§ EXCERPTED PASSAGE
⁂

ALTOONA, Pa. (WTAJ) — Hospitals in Pennsylvania, such as UPMC, are slowly resuming not only essential care, but preventative and other elective procedures. However, many patients are opting out of having them done.
Surgeries are down about 70% from the normal level before the pandemic. The healthcare system does test patients for the Coronavirus when coming in for a procedure, but there are plans on expanding that to anyone seeking care.
In the last week, doctors at UPMC performed 10% of surgeries that were postponed due to the virus.
“We don’t want to delay necessary medical care. We don’t want to make little problems into big problems. We don’t want things to become life-threatening,” Chair of UPMC’s Emergency Medicine Department Dr. Don Yealy said.
Over the past week, many patients at UPMC had the procedures they needed, from inserting a cardiac stent into a man having heart issues to helping a retired military veteran who lost some of his eyesight due to a tumor. Both patients tested negative for COVID-19 before their procedures.

⁂

§ SUPPLIED INFORMATION

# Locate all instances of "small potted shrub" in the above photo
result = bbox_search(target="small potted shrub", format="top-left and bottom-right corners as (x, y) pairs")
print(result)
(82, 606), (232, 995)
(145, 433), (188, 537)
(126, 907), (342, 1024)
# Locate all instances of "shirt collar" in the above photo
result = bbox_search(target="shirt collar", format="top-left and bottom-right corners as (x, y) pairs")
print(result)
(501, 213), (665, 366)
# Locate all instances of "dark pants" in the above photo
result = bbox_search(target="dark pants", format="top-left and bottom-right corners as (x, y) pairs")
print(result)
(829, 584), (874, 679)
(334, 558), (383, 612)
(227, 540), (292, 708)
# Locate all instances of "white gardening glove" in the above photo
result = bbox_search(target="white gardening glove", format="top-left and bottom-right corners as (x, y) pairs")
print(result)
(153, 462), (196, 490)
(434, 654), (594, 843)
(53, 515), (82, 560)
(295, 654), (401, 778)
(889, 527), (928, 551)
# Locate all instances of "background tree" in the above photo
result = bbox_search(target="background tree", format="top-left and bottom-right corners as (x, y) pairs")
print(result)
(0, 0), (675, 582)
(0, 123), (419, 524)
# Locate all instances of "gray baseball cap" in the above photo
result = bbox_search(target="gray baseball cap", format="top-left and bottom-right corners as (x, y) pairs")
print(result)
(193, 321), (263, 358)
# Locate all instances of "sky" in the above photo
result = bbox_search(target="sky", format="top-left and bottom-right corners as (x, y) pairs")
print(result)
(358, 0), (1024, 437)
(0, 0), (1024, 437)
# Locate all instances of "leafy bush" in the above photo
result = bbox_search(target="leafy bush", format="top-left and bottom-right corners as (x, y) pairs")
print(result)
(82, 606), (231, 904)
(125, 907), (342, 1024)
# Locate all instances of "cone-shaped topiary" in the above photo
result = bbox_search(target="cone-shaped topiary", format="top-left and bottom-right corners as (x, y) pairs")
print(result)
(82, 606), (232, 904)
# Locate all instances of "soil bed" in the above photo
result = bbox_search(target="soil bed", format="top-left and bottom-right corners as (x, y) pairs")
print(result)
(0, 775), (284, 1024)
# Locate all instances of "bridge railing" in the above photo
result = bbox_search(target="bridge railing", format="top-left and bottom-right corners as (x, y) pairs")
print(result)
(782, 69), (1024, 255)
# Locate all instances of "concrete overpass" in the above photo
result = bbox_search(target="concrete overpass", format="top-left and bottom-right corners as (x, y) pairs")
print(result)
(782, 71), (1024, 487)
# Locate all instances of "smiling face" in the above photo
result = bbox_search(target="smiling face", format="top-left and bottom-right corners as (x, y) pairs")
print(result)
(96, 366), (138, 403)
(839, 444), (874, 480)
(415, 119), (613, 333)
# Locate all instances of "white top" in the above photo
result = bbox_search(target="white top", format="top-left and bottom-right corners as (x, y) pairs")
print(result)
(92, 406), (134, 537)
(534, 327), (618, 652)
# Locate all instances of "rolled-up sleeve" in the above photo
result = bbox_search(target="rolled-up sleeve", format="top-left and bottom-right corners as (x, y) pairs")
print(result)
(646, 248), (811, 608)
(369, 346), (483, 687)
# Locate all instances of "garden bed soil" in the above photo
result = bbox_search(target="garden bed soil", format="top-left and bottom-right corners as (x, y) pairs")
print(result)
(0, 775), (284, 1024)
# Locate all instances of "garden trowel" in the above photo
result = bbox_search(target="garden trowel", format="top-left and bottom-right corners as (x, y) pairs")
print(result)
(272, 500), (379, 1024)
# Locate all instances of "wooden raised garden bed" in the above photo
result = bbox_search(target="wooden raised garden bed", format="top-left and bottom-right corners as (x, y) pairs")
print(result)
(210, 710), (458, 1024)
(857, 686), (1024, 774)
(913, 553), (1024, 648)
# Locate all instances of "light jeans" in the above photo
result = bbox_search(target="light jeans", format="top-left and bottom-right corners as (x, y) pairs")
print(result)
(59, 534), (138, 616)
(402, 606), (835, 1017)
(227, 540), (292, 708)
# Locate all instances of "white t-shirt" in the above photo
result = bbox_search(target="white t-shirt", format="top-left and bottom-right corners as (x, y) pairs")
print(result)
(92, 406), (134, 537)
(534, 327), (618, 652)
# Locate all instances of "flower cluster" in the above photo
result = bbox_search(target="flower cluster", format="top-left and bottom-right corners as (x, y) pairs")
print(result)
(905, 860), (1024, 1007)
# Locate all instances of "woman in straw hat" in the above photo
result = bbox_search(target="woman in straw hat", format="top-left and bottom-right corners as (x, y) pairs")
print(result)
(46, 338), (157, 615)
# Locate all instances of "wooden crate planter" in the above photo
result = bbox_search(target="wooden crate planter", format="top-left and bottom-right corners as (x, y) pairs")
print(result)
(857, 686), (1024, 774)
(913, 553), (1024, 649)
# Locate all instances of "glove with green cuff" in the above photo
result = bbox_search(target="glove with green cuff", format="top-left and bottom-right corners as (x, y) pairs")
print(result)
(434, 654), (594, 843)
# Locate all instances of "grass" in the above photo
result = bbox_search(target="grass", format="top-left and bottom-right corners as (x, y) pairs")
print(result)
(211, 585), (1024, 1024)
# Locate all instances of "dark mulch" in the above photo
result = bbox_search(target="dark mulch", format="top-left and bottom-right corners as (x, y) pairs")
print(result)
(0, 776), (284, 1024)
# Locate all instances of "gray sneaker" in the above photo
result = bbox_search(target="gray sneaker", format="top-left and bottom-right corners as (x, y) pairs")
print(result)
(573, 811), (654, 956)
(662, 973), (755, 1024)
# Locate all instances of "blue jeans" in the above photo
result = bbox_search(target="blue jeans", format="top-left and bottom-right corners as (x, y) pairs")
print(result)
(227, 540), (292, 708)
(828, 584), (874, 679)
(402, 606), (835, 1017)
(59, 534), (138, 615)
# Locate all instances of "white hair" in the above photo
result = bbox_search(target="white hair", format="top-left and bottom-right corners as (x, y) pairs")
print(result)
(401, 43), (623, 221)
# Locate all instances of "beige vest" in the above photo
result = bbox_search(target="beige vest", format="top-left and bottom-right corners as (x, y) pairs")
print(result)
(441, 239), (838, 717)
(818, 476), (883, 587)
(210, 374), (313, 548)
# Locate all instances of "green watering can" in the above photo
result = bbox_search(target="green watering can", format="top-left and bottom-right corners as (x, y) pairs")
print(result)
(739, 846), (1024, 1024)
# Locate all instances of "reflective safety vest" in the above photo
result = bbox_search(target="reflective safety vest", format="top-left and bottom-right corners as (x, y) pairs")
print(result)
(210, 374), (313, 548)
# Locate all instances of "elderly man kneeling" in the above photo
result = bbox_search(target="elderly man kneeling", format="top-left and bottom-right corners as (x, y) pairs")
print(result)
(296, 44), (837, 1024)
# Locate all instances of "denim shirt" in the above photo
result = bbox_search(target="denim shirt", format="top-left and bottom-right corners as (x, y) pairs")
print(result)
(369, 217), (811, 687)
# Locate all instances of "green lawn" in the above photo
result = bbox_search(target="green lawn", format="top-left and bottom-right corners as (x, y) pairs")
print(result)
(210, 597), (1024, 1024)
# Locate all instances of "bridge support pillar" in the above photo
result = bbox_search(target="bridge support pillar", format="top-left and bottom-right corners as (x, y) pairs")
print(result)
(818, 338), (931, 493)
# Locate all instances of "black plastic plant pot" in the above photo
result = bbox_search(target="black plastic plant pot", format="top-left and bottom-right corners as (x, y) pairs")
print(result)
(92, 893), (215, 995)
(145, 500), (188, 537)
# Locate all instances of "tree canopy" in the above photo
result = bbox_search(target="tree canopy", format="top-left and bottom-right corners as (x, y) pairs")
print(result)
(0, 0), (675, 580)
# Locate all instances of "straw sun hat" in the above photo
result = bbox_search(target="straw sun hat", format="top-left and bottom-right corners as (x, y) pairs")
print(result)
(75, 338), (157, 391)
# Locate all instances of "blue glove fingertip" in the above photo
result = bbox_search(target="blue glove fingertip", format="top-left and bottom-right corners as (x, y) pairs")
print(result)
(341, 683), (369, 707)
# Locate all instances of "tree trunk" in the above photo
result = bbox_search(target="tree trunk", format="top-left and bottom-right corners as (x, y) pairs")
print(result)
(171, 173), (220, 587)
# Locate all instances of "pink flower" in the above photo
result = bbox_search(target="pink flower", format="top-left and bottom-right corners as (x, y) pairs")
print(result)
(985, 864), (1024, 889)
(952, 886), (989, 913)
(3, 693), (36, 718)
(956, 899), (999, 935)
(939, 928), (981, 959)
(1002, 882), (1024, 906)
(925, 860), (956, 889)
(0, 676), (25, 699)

⁂

§ TASKS TO PERFORM
(A) In the news report on UPMC resuming procedures, what reason does Dr. Don Yealy give for not wanting to delay necessary medical care?
(B) Pick up the news report on UPMC resuming procedures after its final sentence and continue it.

§ RESPONSES TO THE EXERCISE
(A) Dr. Yealy says that delaying necessary care could turn little problems into big problems and allow conditions to become life-threatening.

(B)
“Neither of these were truly emergencies. Some might say it was elective care because it was scheduled. We actually like to think of it as necessary care. Further postponement could’ve caused harm,” Yealy said.
Yealy said UPMC will continue to monitor and respond to any further spread of the virus as parts of the Commonwealth begin to reopen.
“We are going to learn about what care can be delivered in different formats, and we’re going to put that to use. We can’t go back in time. Our goal is to continue to move forward and deliver the best care possible to all that need it,” he said.
UPMC has seen a large increase in telehealth visits from 250 per day in early March to 9,500 per day just last week.